What to do: In the records below, start at the line that has "Where can the laptop" and stop after the line that has "column 639, row 267". Give back only those lines, changing every "bookshelf unit" to "shelving unit" and leaving all else as it is.

[Some records]
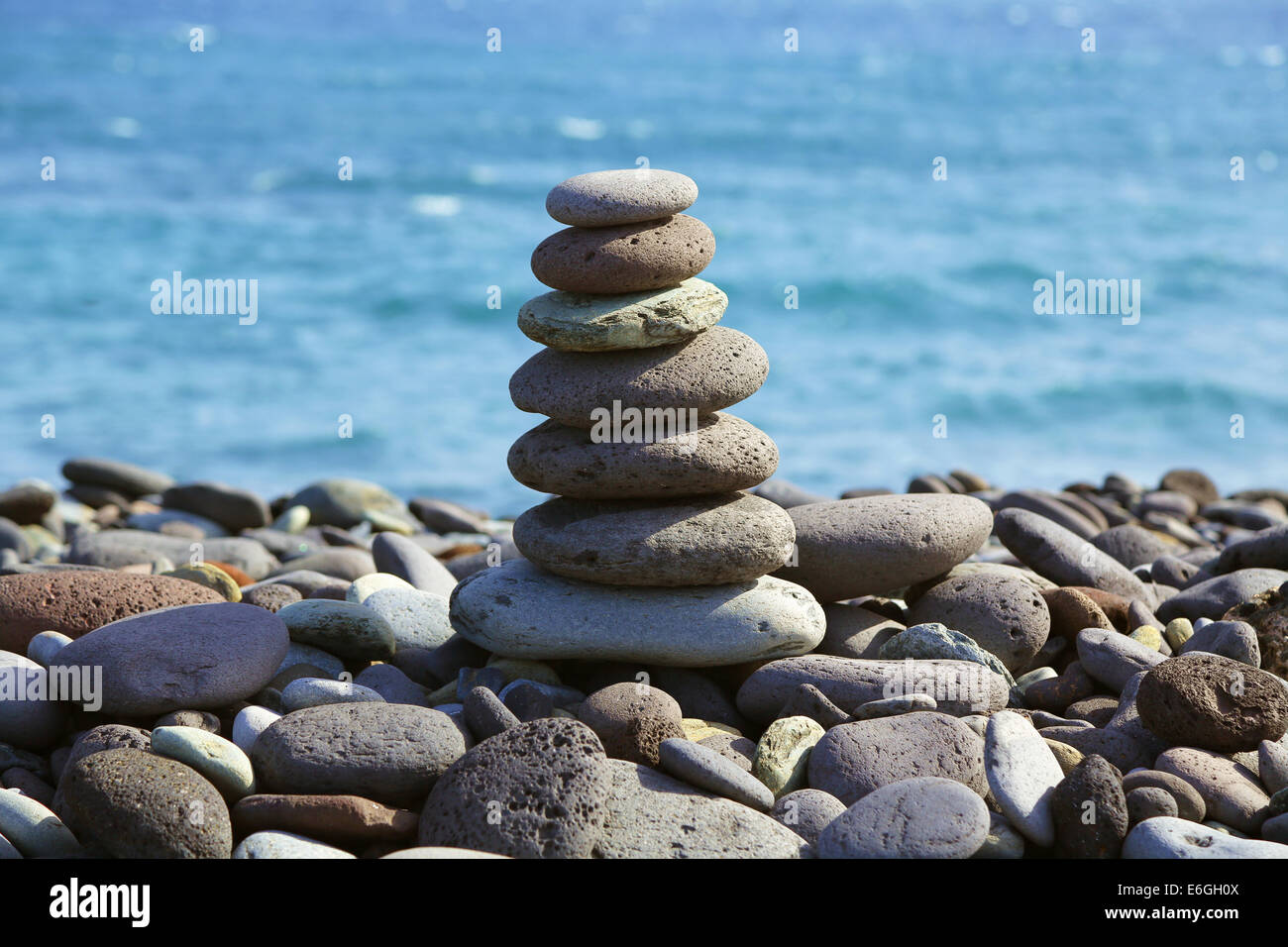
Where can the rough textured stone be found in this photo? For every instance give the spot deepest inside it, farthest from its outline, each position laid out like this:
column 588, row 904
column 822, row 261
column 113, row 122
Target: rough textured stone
column 625, row 258
column 876, row 544
column 713, row 369
column 722, row 454
column 726, row 538
column 921, row 817
column 539, row 789
column 184, row 657
column 519, row 611
column 581, row 322
column 391, row 753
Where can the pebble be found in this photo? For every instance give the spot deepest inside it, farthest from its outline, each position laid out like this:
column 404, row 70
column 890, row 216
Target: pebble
column 957, row 686
column 1150, row 801
column 1090, row 810
column 519, row 611
column 707, row 770
column 581, row 322
column 1233, row 639
column 719, row 368
column 1063, row 557
column 402, row 557
column 284, row 845
column 176, row 659
column 806, row 812
column 340, row 628
column 1115, row 659
column 316, row 692
column 1021, row 775
column 249, row 723
column 391, row 753
column 346, row 819
column 854, row 759
column 1003, row 615
column 721, row 455
column 651, row 814
column 540, row 789
column 921, row 817
column 876, row 544
column 782, row 754
column 1212, row 702
column 133, row 804
column 222, row 762
column 1232, row 792
column 1177, row 838
column 630, row 195
column 417, row 618
column 632, row 720
column 625, row 258
column 726, row 538
column 75, row 603
column 34, row 830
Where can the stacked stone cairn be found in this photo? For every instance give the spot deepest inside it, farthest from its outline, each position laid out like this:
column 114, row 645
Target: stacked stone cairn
column 652, row 552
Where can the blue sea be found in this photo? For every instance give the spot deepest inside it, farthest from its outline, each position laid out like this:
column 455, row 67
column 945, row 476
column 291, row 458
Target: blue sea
column 816, row 171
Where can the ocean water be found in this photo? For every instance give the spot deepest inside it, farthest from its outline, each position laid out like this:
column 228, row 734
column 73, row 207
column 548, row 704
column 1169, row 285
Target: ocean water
column 915, row 296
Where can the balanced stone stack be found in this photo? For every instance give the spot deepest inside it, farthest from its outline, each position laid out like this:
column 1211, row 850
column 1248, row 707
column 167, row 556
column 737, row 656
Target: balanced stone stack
column 652, row 552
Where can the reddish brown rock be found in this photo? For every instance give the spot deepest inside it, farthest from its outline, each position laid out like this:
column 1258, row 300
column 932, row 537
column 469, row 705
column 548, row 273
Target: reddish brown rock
column 627, row 258
column 346, row 821
column 76, row 602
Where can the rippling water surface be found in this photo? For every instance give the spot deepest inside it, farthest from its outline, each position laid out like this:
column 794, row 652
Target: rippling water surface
column 915, row 295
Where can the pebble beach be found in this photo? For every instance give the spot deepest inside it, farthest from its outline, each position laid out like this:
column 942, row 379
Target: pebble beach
column 677, row 655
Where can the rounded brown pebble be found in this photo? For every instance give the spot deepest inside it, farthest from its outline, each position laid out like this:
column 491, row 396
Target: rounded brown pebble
column 622, row 196
column 713, row 369
column 722, row 455
column 344, row 819
column 1212, row 702
column 626, row 258
column 631, row 720
column 726, row 538
column 78, row 600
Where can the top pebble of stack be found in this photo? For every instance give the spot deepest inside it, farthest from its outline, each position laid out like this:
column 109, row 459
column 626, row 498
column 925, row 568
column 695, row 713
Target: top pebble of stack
column 627, row 196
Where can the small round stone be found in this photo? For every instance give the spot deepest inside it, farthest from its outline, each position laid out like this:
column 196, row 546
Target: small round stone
column 623, row 196
column 625, row 258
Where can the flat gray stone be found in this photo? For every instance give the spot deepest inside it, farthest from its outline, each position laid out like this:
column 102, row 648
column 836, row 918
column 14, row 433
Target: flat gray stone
column 726, row 538
column 516, row 609
column 921, row 817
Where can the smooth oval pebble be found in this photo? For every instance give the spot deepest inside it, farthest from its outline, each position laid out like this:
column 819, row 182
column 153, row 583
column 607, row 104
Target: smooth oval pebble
column 581, row 322
column 711, row 371
column 518, row 609
column 189, row 657
column 721, row 455
column 922, row 817
column 622, row 196
column 1176, row 838
column 704, row 768
column 876, row 544
column 728, row 538
column 222, row 762
column 625, row 258
column 342, row 628
column 274, row 844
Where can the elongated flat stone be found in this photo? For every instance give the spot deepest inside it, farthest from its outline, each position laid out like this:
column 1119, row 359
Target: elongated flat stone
column 518, row 609
column 587, row 322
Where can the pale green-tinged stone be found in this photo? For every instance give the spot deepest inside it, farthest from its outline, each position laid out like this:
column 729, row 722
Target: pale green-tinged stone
column 585, row 322
column 220, row 761
column 34, row 830
column 362, row 587
column 1177, row 631
column 1147, row 635
column 782, row 755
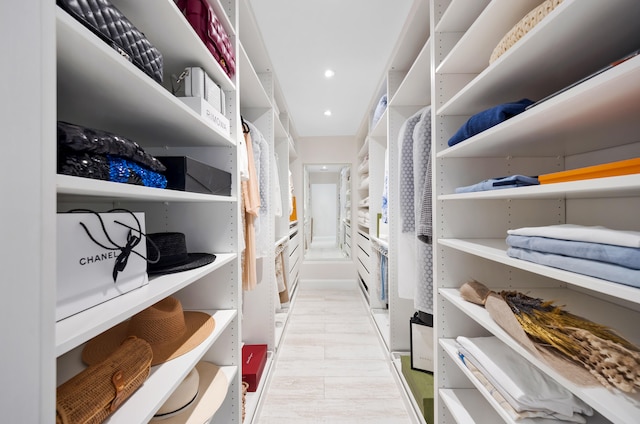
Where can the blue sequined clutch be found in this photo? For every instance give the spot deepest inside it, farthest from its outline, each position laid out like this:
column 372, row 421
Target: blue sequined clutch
column 91, row 153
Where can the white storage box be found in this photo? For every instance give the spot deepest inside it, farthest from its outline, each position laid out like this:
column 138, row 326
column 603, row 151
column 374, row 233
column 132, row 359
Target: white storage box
column 86, row 270
column 198, row 84
column 216, row 120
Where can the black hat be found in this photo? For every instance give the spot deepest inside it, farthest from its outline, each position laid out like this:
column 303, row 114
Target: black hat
column 172, row 248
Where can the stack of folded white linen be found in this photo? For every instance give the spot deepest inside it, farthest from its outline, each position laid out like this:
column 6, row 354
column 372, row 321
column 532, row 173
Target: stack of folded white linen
column 597, row 251
column 521, row 389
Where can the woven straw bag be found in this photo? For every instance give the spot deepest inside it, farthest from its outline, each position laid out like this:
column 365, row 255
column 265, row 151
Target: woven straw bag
column 525, row 25
column 92, row 395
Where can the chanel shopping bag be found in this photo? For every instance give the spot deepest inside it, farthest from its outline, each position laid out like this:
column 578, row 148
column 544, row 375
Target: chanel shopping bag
column 99, row 256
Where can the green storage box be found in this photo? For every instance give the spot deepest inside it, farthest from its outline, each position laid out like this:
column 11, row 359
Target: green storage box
column 421, row 385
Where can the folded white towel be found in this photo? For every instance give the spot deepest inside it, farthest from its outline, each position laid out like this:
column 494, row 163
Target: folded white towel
column 519, row 380
column 591, row 234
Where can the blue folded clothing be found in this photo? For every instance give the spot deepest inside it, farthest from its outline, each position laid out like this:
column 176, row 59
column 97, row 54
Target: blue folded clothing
column 618, row 255
column 487, row 119
column 499, row 183
column 602, row 270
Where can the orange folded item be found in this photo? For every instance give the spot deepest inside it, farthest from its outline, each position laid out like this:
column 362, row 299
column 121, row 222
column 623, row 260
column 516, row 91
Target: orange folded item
column 612, row 169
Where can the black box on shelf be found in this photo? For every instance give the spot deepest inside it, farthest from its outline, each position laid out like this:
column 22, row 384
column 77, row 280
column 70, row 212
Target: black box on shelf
column 421, row 341
column 187, row 174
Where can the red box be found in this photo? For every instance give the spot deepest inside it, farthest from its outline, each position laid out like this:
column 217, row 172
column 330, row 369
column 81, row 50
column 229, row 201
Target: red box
column 254, row 358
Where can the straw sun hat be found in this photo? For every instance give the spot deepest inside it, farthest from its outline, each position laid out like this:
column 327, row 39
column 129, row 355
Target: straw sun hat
column 169, row 330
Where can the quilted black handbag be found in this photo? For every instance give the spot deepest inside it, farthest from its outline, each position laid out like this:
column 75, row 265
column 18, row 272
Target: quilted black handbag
column 108, row 23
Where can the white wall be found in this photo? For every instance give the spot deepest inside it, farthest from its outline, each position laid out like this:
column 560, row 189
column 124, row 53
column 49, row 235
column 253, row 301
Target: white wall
column 324, row 199
column 324, row 150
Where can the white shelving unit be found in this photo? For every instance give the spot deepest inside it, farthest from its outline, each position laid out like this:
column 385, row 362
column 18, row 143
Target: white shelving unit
column 408, row 90
column 589, row 124
column 264, row 318
column 78, row 78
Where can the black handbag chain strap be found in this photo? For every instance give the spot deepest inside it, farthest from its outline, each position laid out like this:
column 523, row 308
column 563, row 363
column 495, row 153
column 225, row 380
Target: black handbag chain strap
column 132, row 240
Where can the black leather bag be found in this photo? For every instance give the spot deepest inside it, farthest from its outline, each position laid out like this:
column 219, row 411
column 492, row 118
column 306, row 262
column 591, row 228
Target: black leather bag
column 108, row 23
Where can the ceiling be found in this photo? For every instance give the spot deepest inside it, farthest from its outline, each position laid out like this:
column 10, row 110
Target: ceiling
column 354, row 38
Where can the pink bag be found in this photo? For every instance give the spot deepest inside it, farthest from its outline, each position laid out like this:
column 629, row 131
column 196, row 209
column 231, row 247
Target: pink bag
column 206, row 24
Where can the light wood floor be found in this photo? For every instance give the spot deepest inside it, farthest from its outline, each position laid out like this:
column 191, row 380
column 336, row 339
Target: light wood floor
column 331, row 367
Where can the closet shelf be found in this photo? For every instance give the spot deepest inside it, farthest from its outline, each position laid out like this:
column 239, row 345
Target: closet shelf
column 253, row 94
column 459, row 15
column 575, row 29
column 415, row 89
column 461, row 402
column 171, row 33
column 68, row 187
column 78, row 328
column 472, row 52
column 616, row 407
column 621, row 186
column 379, row 129
column 164, row 378
column 140, row 108
column 496, row 250
column 449, row 346
column 576, row 121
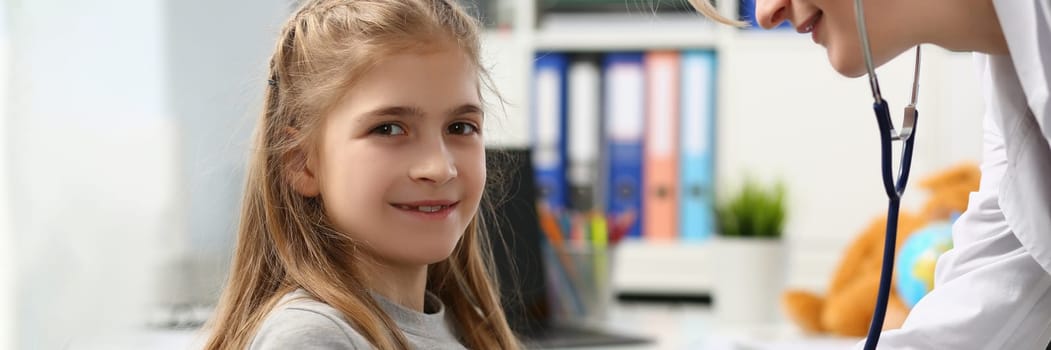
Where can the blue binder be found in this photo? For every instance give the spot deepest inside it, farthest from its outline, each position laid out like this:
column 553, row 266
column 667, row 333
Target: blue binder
column 697, row 148
column 624, row 114
column 549, row 128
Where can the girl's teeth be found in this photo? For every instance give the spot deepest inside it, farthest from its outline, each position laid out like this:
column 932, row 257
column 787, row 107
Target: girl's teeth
column 424, row 208
column 430, row 209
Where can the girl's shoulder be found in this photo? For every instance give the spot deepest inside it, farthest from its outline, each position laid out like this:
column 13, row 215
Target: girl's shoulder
column 301, row 322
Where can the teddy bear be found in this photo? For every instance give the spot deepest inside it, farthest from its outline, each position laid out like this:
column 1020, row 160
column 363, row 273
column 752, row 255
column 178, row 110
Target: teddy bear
column 846, row 309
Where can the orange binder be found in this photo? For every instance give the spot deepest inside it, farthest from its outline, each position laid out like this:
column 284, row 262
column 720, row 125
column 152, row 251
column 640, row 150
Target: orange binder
column 660, row 206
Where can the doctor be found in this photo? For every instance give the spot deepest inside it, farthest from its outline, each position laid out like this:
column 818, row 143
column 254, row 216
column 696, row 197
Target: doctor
column 993, row 289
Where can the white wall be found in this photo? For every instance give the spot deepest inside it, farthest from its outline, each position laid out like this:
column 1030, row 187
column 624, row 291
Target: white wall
column 91, row 141
column 7, row 280
column 126, row 132
column 786, row 114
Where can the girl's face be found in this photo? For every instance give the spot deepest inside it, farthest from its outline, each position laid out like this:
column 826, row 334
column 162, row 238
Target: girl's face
column 402, row 162
column 831, row 24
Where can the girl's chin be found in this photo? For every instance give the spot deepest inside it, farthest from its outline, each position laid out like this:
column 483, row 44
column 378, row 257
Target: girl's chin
column 847, row 65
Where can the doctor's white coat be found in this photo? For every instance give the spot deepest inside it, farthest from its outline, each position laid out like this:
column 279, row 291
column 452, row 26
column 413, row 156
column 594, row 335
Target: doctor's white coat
column 993, row 289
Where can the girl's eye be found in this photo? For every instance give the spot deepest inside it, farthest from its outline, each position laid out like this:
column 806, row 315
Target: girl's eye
column 462, row 128
column 389, row 129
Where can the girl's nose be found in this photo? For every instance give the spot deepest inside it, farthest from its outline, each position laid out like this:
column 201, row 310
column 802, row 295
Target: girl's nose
column 436, row 165
column 771, row 13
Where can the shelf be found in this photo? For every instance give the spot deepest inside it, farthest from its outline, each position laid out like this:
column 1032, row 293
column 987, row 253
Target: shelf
column 603, row 33
column 662, row 268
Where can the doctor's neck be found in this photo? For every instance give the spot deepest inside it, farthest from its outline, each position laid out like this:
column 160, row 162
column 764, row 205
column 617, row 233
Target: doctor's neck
column 959, row 25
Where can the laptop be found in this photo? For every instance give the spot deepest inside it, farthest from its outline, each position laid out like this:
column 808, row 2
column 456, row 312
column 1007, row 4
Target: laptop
column 515, row 238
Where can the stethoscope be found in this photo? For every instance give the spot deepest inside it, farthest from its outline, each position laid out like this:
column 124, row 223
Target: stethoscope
column 893, row 188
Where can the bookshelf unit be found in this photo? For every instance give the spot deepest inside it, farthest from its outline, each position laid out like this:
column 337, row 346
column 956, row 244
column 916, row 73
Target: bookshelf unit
column 800, row 95
column 639, row 267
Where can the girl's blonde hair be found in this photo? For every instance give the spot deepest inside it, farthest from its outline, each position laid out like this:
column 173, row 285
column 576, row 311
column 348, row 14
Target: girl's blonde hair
column 284, row 239
column 706, row 8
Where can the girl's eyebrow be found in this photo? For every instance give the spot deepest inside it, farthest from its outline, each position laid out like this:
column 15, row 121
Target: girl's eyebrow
column 397, row 111
column 468, row 108
column 414, row 111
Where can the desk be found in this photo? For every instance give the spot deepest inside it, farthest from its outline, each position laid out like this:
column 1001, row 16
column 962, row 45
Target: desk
column 672, row 326
column 694, row 326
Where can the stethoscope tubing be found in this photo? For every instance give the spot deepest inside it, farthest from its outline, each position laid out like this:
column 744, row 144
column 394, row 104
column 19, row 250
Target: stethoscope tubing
column 894, row 188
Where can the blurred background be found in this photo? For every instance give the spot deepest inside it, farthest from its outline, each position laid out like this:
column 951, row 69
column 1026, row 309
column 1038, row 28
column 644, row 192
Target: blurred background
column 125, row 127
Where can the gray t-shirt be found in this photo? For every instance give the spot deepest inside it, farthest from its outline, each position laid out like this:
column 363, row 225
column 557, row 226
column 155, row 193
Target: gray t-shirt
column 301, row 322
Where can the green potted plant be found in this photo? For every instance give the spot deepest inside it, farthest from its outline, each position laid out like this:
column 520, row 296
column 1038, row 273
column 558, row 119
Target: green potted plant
column 753, row 212
column 749, row 266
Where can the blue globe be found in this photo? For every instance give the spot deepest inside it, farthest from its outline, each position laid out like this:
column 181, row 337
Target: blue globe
column 914, row 267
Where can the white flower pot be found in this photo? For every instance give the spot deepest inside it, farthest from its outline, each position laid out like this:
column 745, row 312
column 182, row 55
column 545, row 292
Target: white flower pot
column 748, row 278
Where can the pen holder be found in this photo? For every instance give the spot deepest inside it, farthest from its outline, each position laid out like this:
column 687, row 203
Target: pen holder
column 578, row 282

Output:
Where can the laptop be found in this photo? For every instance give the spot deepest inside it, farthest from its outline, each position laid out like this:
column 808, row 2
column 456, row 312
column 1007, row 4
Target: laptop
column 515, row 238
Where can the stethoscope be found in this photo? For every instance give the spot deepest inside it, farthest from its outline, each position laid out like this:
column 124, row 223
Target: stethoscope
column 893, row 188
Where can the shelving unit be found in this photo? For every instance give the spot deepest inside it, farthest from its outline, each position laid out like this:
column 337, row 346
column 956, row 244
column 916, row 73
Target: shelving unit
column 800, row 95
column 639, row 267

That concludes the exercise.